### 指示と要件
石油ストーブについての記事を、最後の文の後から書き進めてください。

### 提供された抜粋
· · ·

2024/11/15
石油ストーブのメリットとデメリットを解説。選び方や使用時の注意点も
石油ストーブは電気が不要で災害時にも使えるなど、さまざまなメリットがあります。暖房器具に効率や燃費の良さを求めるのであれば、石油ストーブを選択肢に入れてみてはいかがでしょうか。本記事では石油ストーブのメリットとデメリットや、使用時の注意点、選び方などを紹介します。
石油ストーブとは
石油ストーブは灯油を燃料にした暖房器具で、電気を必要としません。まずは、石油ストーブの特徴や石油ファンヒーターとの違いを紹介します。
石油ストーブの特徴
石油ストーブは、灯油を燃料にして部屋を暖める暖房器具です。石油ストーブには対流式と反射式の2種類があり、それぞれ仕組みが異なります。
<対流式>
・円筒形のデザイン
・灯油を燃焼させて発生する暖かい空気を部屋全体に対流させ、部屋全体を効率的に暖める
<反射式>
・本体の奥部分に反射板がついている
・反射板で熱を輻射し、前方を集中的に暖めるため壁際に設置できる
石油ストーブと石油ファンヒーターの違い
石油ストーブと石油ファンヒーターの違いは、ファンの有無と電気が必要か不要かにあります。石油ストーブはファンが非搭載なので、電気は不要です。対して石油ファンヒーターは、ファンを使って暖かい空気を送り出す仕組み。ファンで空気を送り出すために、電気が必要になります。

· · ·

[ポイントアノテーションデータからの抜粋]

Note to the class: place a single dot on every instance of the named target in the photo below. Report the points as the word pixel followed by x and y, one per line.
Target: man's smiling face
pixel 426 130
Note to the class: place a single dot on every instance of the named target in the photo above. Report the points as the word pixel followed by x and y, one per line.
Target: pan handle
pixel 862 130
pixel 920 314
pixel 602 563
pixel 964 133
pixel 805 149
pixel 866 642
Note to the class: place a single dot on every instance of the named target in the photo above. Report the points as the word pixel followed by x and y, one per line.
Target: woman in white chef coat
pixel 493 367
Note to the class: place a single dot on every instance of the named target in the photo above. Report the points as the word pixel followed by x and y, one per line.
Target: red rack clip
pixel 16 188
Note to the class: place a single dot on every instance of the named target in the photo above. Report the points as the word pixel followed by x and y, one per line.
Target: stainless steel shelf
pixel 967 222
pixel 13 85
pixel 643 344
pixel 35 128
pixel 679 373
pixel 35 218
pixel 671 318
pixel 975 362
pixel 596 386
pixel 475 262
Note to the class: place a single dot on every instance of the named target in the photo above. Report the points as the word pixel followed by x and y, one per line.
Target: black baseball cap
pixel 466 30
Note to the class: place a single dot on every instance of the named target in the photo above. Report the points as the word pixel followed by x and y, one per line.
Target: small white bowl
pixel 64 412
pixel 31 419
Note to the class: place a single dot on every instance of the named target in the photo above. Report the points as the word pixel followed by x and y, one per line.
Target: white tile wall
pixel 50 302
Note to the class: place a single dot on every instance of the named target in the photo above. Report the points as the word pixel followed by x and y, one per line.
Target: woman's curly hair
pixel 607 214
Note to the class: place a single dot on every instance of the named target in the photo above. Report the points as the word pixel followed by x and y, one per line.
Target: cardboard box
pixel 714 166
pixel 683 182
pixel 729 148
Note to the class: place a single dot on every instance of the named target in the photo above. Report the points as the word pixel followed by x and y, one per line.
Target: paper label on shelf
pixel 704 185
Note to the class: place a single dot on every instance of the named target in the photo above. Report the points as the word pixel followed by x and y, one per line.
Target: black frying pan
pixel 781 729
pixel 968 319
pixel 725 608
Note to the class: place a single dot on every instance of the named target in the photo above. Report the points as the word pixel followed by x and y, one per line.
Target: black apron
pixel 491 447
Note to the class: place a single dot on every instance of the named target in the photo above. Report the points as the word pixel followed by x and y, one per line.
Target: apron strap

· · ·

### 回答
石油ストーブのメリット
石油ストーブには、燃費の良さや暖房効率の高さ、災害時にも使用できるなど、さまざまなメリットがあります。ここではその主な利点について紹介します。
電気が不要で燃費が良い
石油ストーブは電気を使わないため、電気代がかかりません。特に電気代が高騰している時期には、経済的な暖房手段として活躍します。また、灯油の燃料費はガスや電気に比べて安く、少量の灯油で十分な暖房効果が得られます。
暖房効率が良い
石油ストーブは暖房効率が非常に高く、速暖性にも優れています。エネルギー会社によっても異なりますが、1円あたりの熱量は灯油ストーブが87キロカロリー、ガスストーブは65キロカロリー、電気ストーブが35キロカロリー程度と言われています。電気ストーブやガスストーブよりも熱効率が良く速暖性にも優れているので、冬の暖房費を抑えやすいでしょう。
運転音が静か
石油ストーブはファンがないので、運転音が非常に静かです。そのため、リビングや寝室など、静かな環境を求める場所でも快適に使用できます。また、風を送り出す仕組みではないので、肌が乾燥しにくいという利点もあります。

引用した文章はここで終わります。